Text =
• • •

Next we walked through Nuremberg. The Old Gate still stands, although it's more of a building than a gate.
The Frauenkircke church, standing in the marketplace, was built in the mid 1350s. It's still used and although we didn't go inside, it's supposed to be quite beautiful.
We stood outside, waiting for it's most famous feature to show off - a mechanical clock from 1506. The seated figure represents the Holy Roman Emperor, a position which I think basically meant "King of Germany". At noon the clock chimes and a row of figures representing electors march around him. 
And we found an odd statue of The Hare (Der Hase). It was created as a monument to Albrecht Durer, a native son of Nuremberg. It's supposed to represent one of his best works, a watercolor of a young hare. I have always loved that perfectly detailed watercolor. I think they lost something in translation when they made the statue. But I like it anyway!
We didn't go into the City Museum,  which is housed in a late Renaissance merchant's house, but we did admire the sun dial painted on it's exterior.
And we went through the Toy Museum, before getting lunch at a restaurant overlooking the plaza; I had soup with liver balls. I probably won't order that again. 

We drove on into Prague, where we had arranged to rent the 2-bedroom apartment of a short, dark haired Czechoslovakian lady named Ruth. Ruth was very proud of her large apartment, which she regularly rented to American visitors like us; in fact, we got her number from someone working at Metallo who had stayed there. When we arrived we found that Ruth had fixed dinner for us, with rice and chicken, a good homemade bread spread, and a not very good red wine. Then Ruth left with her friend Evan and we settled into the apartment.

• • •

What to work on =
**1)** Copy the stretch of the Nuremberg and Prague travel account from "We stood outside, waiting" through "like it anyway!".
**2)** In the Nuremberg and Prague travel account, what did the writer eat at the restaurant overlooking the plaza?
**3)** Pick up the Nuremberg and Prague travel account after its final sentence and keep writing it.
The listing after this line has no connection to the Nuremberg and Prague travel account.

Extracted material =
• • •

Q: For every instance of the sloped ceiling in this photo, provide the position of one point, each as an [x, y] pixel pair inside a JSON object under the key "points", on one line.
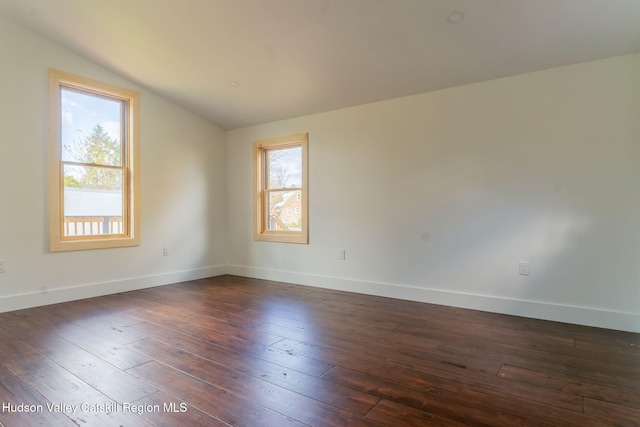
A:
{"points": [[295, 57]]}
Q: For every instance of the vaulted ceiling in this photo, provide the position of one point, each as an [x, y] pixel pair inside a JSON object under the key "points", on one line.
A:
{"points": [[243, 62]]}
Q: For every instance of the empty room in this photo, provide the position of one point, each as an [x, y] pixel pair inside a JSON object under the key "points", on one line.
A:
{"points": [[320, 213]]}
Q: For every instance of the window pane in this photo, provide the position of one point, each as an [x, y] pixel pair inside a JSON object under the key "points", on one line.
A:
{"points": [[284, 167], [284, 211], [92, 201], [91, 128]]}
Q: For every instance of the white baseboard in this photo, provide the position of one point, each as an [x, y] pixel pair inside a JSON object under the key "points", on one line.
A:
{"points": [[533, 309], [54, 296]]}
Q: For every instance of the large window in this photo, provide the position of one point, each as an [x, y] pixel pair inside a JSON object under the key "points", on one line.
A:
{"points": [[281, 213], [93, 159]]}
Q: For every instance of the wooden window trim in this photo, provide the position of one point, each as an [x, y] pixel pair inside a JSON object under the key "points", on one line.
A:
{"points": [[261, 192], [131, 165]]}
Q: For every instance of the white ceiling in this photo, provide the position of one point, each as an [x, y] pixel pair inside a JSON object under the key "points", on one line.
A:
{"points": [[297, 57]]}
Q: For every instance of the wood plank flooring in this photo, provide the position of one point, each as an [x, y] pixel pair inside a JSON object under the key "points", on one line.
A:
{"points": [[244, 352]]}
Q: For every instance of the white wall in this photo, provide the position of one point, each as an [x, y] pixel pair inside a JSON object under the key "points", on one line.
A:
{"points": [[437, 197], [182, 182]]}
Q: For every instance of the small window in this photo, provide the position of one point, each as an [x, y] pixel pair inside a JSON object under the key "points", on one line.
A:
{"points": [[280, 166], [93, 158]]}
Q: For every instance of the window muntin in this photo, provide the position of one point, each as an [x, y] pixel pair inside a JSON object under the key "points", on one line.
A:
{"points": [[281, 188], [93, 162]]}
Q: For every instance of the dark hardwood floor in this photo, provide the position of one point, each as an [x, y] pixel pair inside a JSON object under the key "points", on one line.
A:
{"points": [[244, 352]]}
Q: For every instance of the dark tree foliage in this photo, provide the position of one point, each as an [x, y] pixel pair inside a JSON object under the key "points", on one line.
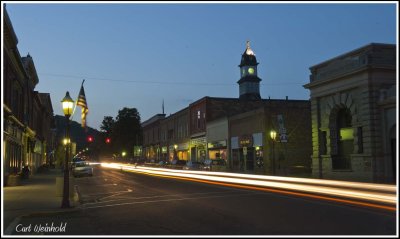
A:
{"points": [[107, 124], [126, 131]]}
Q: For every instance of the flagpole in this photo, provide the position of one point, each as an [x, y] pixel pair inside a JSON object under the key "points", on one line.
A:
{"points": [[72, 116]]}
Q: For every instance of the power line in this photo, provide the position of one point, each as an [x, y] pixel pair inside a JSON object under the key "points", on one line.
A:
{"points": [[161, 82]]}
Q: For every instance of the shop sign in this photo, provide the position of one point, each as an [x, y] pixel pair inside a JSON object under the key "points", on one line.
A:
{"points": [[246, 141], [217, 144]]}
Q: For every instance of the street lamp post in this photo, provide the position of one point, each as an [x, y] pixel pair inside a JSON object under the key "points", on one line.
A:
{"points": [[273, 137], [67, 104]]}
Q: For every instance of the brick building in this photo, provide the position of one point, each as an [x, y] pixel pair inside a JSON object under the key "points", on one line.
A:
{"points": [[353, 105]]}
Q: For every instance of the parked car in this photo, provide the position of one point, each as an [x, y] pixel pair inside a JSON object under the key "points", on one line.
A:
{"points": [[163, 164], [178, 164], [215, 165], [81, 168], [74, 161], [194, 165]]}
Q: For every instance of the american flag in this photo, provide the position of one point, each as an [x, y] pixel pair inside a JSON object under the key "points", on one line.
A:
{"points": [[82, 103]]}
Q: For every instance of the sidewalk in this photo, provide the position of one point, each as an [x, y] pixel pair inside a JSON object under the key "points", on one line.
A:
{"points": [[35, 196]]}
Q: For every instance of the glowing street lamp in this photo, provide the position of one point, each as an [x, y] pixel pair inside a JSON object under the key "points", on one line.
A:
{"points": [[273, 137], [68, 105]]}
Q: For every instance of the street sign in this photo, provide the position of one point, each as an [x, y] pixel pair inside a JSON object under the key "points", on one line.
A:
{"points": [[283, 138]]}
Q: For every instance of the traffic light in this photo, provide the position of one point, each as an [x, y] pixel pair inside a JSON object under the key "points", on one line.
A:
{"points": [[90, 138]]}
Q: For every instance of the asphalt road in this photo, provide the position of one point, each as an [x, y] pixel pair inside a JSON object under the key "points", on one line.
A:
{"points": [[125, 203]]}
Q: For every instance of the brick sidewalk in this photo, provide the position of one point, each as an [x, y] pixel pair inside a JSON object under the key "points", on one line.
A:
{"points": [[35, 196]]}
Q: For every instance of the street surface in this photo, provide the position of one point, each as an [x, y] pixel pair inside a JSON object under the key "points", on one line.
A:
{"points": [[114, 202]]}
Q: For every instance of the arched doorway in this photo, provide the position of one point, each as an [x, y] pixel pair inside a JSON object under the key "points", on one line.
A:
{"points": [[393, 146], [342, 138]]}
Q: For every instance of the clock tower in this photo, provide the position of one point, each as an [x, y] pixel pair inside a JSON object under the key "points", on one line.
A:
{"points": [[249, 83]]}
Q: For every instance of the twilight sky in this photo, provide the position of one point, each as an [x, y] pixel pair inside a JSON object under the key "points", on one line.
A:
{"points": [[137, 55]]}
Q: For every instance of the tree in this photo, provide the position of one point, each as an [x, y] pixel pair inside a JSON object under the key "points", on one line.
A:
{"points": [[106, 148], [126, 132], [107, 124]]}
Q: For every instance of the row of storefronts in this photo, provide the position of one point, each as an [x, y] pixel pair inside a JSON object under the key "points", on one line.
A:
{"points": [[28, 138], [242, 140], [346, 131]]}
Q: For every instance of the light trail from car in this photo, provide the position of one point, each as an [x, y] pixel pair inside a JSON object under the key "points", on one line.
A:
{"points": [[349, 190]]}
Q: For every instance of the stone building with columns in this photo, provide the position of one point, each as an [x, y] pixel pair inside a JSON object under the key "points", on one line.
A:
{"points": [[353, 108]]}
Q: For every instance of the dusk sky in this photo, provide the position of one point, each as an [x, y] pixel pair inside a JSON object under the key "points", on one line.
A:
{"points": [[137, 55]]}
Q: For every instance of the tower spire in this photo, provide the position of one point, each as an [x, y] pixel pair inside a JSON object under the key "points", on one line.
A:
{"points": [[163, 106]]}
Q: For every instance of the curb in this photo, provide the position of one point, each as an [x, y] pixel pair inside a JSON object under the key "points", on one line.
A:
{"points": [[76, 202]]}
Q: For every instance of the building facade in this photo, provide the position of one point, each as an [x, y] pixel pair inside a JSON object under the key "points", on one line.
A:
{"points": [[354, 115], [237, 129], [252, 149], [25, 116]]}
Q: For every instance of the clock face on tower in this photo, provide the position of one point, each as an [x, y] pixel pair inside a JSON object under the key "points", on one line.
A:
{"points": [[251, 70]]}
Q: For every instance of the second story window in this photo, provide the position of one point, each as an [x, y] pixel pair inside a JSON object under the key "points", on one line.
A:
{"points": [[198, 119]]}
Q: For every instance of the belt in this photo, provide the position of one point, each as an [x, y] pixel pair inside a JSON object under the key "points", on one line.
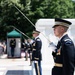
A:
{"points": [[58, 65]]}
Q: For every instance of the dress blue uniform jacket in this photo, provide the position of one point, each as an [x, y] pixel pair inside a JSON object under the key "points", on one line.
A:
{"points": [[36, 50], [65, 55]]}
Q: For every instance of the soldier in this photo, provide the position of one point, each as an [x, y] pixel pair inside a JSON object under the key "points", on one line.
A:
{"points": [[12, 45], [64, 52], [29, 44], [36, 53]]}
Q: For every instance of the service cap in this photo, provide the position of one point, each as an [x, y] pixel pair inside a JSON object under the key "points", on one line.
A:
{"points": [[61, 22]]}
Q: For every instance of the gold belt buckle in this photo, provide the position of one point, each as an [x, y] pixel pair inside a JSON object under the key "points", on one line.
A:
{"points": [[58, 65]]}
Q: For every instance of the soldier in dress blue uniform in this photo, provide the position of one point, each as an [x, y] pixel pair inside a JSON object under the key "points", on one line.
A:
{"points": [[36, 53], [65, 50]]}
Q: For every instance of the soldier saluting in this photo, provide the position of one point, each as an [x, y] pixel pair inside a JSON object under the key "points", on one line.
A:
{"points": [[64, 53], [36, 53], [12, 45]]}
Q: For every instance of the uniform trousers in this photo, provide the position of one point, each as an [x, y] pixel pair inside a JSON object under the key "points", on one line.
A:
{"points": [[38, 68], [57, 70]]}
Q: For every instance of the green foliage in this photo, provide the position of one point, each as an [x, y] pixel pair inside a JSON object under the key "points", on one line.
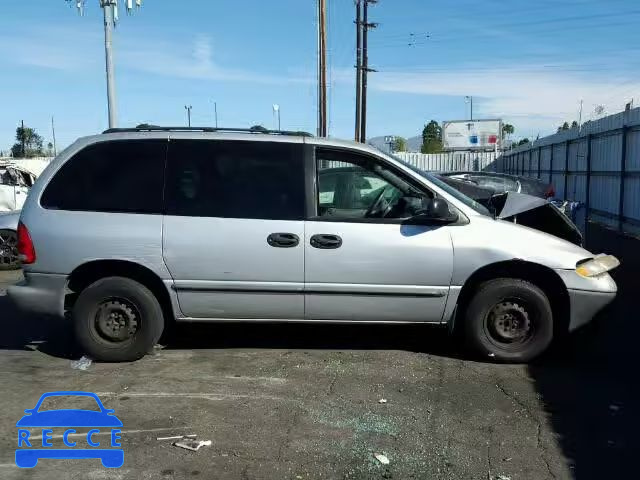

• • •

Responses in order =
**1)**
We stood outside, waiting for it's most famous feature to show off - a mechanical clock from 1506. The seated figure represents the Holy Roman Emperor, a position which I think basically meant "King of Germany". At noon the clock chimes and a row of figures representing electors march around him. 
And we found an odd statue of The Hare (Der Hase). It was created as a monument to Albrecht Durer, a native son of Nuremberg. It's supposed to represent one of his best works, a watercolor of a young hare. I have always loved that perfectly detailed watercolor. I think they lost something in translation when they made the statue. But I like it anyway!

**2)** Soup with liver balls.

**3)**
The apartment had a living room, a dining room, a tiny bathroom and an even tinier kitchen. The living room was the largest room; it just held 2 twin mattresses on the floor (more on that later) and had bookcases lining two walls, filled with bric-a-brac and useful items. The dining room was just large enough for a half table, two chairs, and a small sofa which provided any extra seating needed for meals. The kitchen, off the dining room, was so small that we could stand in one place and reach everything! One wall had very shallow bookcases, more like shadowboxes, which held most of the spices. The small water heater, about the size of a toilet tank, hung above the little cabinet top that held a small wooden drain rack, next to the very small round sink. The bathroom was a bit larger, but only because it had a shower. You could still stand (or sit) in one place and reach everything! And the two bedrooms turned out to be small loft areas, over the doorway between the living room and dining room. One was in the living room and the other one was on the other side of the wall, in the dining room. They were just big enough to hold a single narrow mattress. There was no way we could sleep there so we brought the mattresses down and slept on the living room floor. It was tiny but fun, and we loved it!